#### YOUR INSTRUCTIONS
Give the lines below as a two-column CSV with the columns "prompt" and "points", one row per request: the request text under "prompt" and its answer under "points". Put each in a single quoted field, with line breaks turned into spaces.

:: ITEMS

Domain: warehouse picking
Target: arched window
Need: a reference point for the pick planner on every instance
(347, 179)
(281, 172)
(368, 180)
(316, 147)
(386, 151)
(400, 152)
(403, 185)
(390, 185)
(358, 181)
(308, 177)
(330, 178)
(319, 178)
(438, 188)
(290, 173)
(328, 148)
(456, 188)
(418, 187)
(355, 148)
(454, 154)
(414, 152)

::::

#### WRITTEN ANSWER
prompt,points
"Domain: warehouse picking Target: arched window Need: a reference point for the pick planner on every instance","(347, 179) (281, 172) (368, 180) (316, 147) (386, 151) (400, 152) (403, 185) (390, 185) (358, 181) (308, 177) (330, 178) (319, 178) (438, 188) (290, 173) (328, 148) (456, 188) (418, 187) (355, 148) (454, 154) (414, 152)"